== Exercise input ==
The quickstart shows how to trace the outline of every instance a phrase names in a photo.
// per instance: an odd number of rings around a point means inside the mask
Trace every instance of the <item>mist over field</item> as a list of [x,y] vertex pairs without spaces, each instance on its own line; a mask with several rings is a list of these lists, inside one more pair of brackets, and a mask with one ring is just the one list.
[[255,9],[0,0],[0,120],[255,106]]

---

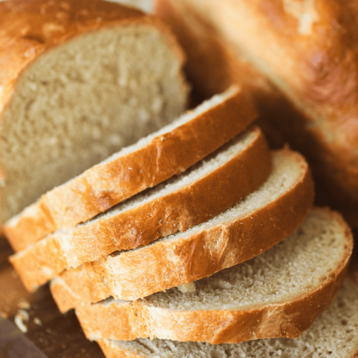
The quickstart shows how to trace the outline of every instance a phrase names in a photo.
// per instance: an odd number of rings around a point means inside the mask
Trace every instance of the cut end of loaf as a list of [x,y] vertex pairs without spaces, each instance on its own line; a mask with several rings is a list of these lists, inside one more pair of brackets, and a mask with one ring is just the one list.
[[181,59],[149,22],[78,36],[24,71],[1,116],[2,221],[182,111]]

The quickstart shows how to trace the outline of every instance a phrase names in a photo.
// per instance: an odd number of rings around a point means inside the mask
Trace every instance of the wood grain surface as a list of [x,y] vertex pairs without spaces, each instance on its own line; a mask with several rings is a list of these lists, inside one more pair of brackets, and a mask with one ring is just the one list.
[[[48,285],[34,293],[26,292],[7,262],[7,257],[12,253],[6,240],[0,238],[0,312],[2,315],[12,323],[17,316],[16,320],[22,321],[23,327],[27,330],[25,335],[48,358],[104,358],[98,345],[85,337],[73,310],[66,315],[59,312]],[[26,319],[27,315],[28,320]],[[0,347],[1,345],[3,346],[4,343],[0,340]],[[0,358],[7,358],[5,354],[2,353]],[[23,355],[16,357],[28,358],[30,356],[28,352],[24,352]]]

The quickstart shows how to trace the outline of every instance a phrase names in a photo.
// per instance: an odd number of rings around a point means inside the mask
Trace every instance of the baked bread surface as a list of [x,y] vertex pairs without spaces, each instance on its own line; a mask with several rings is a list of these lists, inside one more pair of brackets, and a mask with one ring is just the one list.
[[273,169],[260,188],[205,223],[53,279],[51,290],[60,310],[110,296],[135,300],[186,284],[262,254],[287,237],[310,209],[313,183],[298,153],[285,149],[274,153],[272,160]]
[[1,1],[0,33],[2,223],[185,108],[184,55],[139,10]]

==

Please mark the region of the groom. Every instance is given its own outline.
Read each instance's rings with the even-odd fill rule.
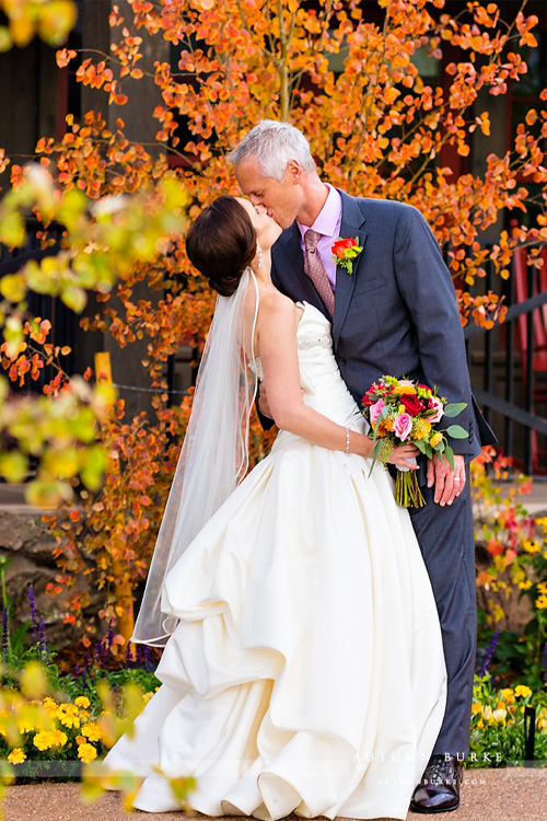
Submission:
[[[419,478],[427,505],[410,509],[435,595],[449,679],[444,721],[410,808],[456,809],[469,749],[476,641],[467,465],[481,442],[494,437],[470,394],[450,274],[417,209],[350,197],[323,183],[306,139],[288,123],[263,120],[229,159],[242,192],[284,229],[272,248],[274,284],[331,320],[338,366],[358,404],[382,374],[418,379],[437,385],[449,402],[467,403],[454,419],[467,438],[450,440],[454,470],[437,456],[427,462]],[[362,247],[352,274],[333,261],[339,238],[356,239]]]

== Objective ==
Count the lines in the rows above that contain the string "surface", treating uppercase and lowercase letters as different. Give only the number.

== Response ==
2